Laughlin E. Waters, U. S. Atty., Edward R. McHale, Asst. U. S. Atty., Chief, Tax Division, Eugene Harpole, Atty., I. R. S., Los Angeles, Cal., for Internal Revenue Service.
YANKWICH, Chief Judge.
The petition to review the Order of the Referee dated May 28, 1956, disallowing federal income taxes for the years 1952, 1953, 1954 and 1955, heretofore argued and submitted, is now decided as follows:
The said Order is affirmed and the Findings of Fact and Conclusions of Law of the Referee of the same date are adopted as those of the Court.
This case comes up for review after a previous Order disallowing taxes for the year 1952 was reversed. United States v. Sampsell, 9 Cir., 1955, 224 F.2d 721. The ground for the reversal was that the Order disallowing the taxes was based upon the Order of Liquidation and no more, the Court of Appeals being of the view that the Order of Liquidation alone does not determine taxability. Rather what the Trustee does under it should govern the matter. United States v. Metcalf, 9 Cir., 1942, 131 F.2d 677; State Board of Equalization of State of California v. Boteler, 9 Cir., 1942, 131 F.2d 386; California State Board of Equalization v. Goggin, 9 Cir., 1951, 191 F.2d 726, 27 A.L.R.2d 1211.
The Court of Appeals in the prior appeal in the present case referred to both the Goggin and Metcalf cases, although they pertained to state sales taxes. Rightly. And properly so. For the problem before the Court was and is whether the Trustee is conducting the business of the corporation. If he does the tax incidence should be the same, whether federal or state taxes are involved.

• • • •

**WHAT TO WORK ON:**
In the court opinion, what date is given for the Referee's Order that the petition asks to have reviewed? The lines after this are unrelated to the court opinion.

**EXTRACTED ENTRIES:**
• • • •

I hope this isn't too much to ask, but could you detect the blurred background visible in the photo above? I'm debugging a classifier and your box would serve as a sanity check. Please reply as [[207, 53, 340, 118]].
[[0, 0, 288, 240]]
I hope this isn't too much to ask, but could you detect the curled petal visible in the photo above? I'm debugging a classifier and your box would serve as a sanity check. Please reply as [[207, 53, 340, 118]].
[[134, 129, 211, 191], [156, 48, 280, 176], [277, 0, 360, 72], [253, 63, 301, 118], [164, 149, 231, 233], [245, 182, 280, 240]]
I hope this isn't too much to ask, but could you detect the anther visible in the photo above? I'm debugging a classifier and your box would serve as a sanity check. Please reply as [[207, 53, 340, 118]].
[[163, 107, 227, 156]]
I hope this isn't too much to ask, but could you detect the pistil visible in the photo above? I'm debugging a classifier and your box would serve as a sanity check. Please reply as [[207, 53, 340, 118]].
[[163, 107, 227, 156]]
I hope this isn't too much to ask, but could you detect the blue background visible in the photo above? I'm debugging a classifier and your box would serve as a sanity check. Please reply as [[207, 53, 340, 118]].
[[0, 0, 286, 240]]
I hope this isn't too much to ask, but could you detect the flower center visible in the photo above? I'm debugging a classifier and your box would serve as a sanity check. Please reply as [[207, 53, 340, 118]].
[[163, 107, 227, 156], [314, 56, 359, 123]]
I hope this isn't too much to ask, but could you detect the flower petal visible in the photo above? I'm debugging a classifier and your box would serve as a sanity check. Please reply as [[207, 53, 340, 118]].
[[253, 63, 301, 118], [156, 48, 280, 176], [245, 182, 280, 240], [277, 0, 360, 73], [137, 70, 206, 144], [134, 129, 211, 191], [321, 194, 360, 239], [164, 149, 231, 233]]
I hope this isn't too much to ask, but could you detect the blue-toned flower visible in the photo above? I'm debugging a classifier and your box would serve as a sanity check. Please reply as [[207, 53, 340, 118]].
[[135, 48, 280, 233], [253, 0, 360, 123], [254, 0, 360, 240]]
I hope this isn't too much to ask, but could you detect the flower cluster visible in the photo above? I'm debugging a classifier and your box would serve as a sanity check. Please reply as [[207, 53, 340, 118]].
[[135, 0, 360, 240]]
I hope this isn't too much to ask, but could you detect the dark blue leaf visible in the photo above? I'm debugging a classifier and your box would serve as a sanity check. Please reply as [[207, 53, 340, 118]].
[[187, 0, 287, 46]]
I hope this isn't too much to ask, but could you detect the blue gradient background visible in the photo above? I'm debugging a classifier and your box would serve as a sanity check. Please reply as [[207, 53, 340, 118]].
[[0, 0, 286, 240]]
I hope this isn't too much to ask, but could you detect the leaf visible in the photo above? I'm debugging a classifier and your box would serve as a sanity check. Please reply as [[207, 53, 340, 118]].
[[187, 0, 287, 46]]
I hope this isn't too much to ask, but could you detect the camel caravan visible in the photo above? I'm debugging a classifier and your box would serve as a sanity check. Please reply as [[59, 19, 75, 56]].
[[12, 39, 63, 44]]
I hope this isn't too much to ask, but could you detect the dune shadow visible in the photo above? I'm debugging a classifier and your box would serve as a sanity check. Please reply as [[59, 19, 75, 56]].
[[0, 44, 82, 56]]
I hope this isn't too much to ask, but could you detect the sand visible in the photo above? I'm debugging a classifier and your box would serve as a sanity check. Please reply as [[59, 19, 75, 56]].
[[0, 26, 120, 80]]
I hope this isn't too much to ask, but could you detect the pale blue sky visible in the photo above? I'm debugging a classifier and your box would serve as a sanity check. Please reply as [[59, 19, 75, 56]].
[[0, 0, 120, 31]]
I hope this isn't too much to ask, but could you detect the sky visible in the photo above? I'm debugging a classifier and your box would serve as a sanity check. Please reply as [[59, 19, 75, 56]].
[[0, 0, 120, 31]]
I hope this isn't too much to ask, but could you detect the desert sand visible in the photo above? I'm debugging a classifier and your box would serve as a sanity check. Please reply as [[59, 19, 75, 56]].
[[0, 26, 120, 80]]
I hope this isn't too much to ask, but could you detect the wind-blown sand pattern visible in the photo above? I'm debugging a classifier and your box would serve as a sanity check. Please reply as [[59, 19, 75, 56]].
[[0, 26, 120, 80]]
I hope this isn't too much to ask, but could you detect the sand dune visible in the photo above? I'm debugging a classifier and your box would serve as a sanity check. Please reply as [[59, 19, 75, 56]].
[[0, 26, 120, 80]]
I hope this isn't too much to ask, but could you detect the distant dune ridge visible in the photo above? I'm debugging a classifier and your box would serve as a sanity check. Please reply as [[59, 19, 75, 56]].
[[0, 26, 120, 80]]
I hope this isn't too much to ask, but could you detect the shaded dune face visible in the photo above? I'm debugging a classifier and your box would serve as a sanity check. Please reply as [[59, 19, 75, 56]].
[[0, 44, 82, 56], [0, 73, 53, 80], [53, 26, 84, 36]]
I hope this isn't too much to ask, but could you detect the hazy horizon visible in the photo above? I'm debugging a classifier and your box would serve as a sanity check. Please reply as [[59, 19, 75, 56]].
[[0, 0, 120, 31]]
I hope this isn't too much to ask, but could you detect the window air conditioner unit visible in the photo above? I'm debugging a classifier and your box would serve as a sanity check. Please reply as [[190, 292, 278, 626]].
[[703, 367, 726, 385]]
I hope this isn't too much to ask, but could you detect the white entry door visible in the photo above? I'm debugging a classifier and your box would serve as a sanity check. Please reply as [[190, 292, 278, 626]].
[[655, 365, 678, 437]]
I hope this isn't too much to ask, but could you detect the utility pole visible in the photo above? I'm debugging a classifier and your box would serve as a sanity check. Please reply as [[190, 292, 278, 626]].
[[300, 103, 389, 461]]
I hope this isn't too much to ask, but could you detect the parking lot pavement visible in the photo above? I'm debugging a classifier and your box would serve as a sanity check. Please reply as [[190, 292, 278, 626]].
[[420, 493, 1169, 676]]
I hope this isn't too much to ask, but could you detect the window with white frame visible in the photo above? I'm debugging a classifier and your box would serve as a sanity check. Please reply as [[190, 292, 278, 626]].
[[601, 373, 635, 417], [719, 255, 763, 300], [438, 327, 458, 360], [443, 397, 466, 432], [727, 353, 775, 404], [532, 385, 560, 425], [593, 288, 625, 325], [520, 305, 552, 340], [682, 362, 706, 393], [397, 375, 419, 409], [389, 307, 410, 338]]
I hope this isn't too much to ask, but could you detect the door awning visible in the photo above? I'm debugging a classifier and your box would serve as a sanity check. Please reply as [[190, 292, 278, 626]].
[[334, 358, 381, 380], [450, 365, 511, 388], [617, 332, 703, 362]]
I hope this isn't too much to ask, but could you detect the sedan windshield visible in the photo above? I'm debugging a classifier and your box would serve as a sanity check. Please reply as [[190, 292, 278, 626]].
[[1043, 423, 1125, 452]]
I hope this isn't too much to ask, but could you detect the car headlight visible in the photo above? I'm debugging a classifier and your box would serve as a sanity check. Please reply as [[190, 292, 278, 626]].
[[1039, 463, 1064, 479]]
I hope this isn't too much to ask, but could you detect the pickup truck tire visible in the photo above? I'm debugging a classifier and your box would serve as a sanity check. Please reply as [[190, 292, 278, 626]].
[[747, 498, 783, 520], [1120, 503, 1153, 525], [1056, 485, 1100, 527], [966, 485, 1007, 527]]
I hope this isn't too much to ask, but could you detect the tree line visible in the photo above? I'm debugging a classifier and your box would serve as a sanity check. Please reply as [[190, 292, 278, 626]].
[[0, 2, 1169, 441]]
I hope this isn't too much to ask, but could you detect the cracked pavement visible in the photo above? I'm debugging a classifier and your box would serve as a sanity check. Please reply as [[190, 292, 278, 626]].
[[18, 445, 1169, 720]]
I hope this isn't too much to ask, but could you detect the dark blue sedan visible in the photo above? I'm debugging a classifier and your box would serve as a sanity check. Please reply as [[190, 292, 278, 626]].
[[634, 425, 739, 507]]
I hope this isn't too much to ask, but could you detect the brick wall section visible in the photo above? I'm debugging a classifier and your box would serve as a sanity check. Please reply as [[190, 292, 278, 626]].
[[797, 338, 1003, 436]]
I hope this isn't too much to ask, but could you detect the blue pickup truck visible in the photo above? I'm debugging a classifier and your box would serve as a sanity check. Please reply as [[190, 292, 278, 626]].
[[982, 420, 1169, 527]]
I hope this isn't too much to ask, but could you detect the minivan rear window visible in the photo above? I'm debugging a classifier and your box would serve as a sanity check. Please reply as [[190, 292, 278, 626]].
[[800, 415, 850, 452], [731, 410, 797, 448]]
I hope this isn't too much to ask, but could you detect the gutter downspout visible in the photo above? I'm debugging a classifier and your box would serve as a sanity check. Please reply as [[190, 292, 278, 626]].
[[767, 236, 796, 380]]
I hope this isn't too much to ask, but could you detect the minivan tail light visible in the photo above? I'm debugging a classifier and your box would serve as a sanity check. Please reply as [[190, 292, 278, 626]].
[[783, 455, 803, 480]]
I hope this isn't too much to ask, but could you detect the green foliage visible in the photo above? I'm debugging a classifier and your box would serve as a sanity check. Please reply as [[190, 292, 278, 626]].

• • • •

**EXERCISE RESULT:**
May 28, 1956.